Best Alternative Songs about Work

Music about Getting Hired, Fired and Working for the Man

Mar 18, 2009 Minka Gantenbein

Many songs have been written about the trials and tribulations of thankless jobs. Here are some of those songs that musicians have dedicated to working class heroes.

Whether working for the man, working overtime or working for the weekend there seems to be a song written for just about everything related to work.

Some lyrics express what it's like to work at a thankless job, while others complain about getting laid off or not getting hired. Here are some of the best songs about getting, quitting and losing a job.

Get a Job

Getting a job is all about the search for career opportunities. What the Clash wants its listeners to know in their song Career Opportunities, is that those favorable circumstances are the ones that never seem to knock.

  • A New Career in a New Town - David Bowie
  • Can't Get Hired - The Bugs
  • Career Opportunities - The Clash
  • Get a Job - Home Grown
  • Why Don't You Get a Job? - The Offspring
  • You've Been Hired - Radar Bros.
  • Nine to Five - Swingin' Utters
  • Found a Job - Talking Heads

The song Nine to Five by the Swingin' Utters is not a remake of country star Dolly Parton's well known song 9 to 5, but is good music to mosh to if the need for getting work frustrations out happens to arise.

Working for the Man

Some jobs really do seem like thankless employment. Long hours, overtime and working for the man are what these songs are all about. In Devo's song Working in a Coal Mine, the instrumental background actually mimics the sounds that might actually be heard on long, grueling work days in a mine.
=======
INSTRUCTION A —
Answer these questions using the article on songs about work:
(i) Which band recorded "Can't Get Hired"?
(ii) Whose well-known song is the Swingin' Utters' "Nine to Five" not a remake of?
(iii) In which band's song does the instrumental background mimic the sounds of long workdays in a mine?
INSTRUCTION B —
Please write the next part of the article on songs about work, continuing from its last sentence.

(Dataset records)
=======
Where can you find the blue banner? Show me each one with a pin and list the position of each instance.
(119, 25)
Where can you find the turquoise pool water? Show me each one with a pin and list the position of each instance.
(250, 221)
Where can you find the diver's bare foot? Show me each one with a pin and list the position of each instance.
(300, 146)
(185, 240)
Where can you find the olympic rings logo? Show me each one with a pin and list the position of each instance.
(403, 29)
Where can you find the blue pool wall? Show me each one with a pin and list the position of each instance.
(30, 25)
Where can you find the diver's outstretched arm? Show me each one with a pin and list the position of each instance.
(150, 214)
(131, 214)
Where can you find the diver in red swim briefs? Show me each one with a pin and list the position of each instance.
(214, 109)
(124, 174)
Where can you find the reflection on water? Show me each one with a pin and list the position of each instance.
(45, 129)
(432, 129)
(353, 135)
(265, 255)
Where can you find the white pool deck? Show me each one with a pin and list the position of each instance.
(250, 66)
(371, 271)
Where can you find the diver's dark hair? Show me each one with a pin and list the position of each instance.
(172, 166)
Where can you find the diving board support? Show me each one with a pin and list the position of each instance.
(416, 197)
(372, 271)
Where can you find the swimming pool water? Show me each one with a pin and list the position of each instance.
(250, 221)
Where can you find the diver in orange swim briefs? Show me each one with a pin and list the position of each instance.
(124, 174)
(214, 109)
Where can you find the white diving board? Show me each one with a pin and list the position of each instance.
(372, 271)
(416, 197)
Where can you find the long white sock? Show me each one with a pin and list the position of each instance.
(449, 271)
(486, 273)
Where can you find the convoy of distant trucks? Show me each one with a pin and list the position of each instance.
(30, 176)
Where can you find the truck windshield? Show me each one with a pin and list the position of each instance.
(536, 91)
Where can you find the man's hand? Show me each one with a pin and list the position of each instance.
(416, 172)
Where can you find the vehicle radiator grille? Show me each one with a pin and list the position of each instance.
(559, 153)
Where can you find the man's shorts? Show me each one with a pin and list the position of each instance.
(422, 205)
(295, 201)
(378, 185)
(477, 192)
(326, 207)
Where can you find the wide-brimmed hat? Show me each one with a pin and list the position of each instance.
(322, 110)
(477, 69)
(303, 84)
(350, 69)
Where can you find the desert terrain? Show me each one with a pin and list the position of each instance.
=======
EXERCISE ANSWER A —
(i) The Bugs
(ii) Dolly Parton's "9 to 5"
(iii) Devo's "Working in a Coal Mine"

EXERCISE ANSWER B —
  • Working in a Coal Mine - Devo
  • Working - Dropkick Murphys
  • Total Job - The Faint
  • Working Class Hero - Green Day
  • 22 Grand Job - The Rakes
  • Work, Work, Work - The Rakes
  • The Working Hour - Tears for Fears
  • Work - Troubled Hubble

The Rakes, a Brit post-punk/art band out of London, has more than one song about working. Their song 22 Grand Job relates to new hires right out of college, and declares with sarcasm that a job paying $22,000 in the city is alright.

Take This Job and Shove It

Some of these songs about losing a job or quitting one could substitute for a letter of resignation. The song Dear Employer by the Minus 5, is a perfect example of this. The less polite way of resigning is sung by the Dead Kennedys in their remake of Take This Job and Shove It, the very well known anthem for quitting.

  • The Art of Losing - American Hi-Fi
  • Take This Job and Shove It - Dead Kennedys
  • Dear Employer (The Reason I Quit) - The Minus 5
  • Dear Employee - Papercuts
  • I Think I'll Quit - Saves The Day
  • Quitting a Job Three Times in a Year to Drink from 4 pm - Urchin
  • Quit - The Waitresses
  • Career Suicide - A Wilhelm Scream

On the other side of the desk, Dear Employee by the Papercuts is a song about getting fired. Two of the particularly harsh verses in this firing song are "Pick up your check and go...I don't need you" and "What can I do to shut you up right now?"

Alternative artists have written and remade many songs, most of them quite negative, about how work can be so thankless. They sympathize with those who must work in a less than satisfactory environment, workers who lose their jobs and those who can't get hired. Quit a job, get a job, whatever the work related issue, chances are there has been a song written and sung about it by an alternative musician.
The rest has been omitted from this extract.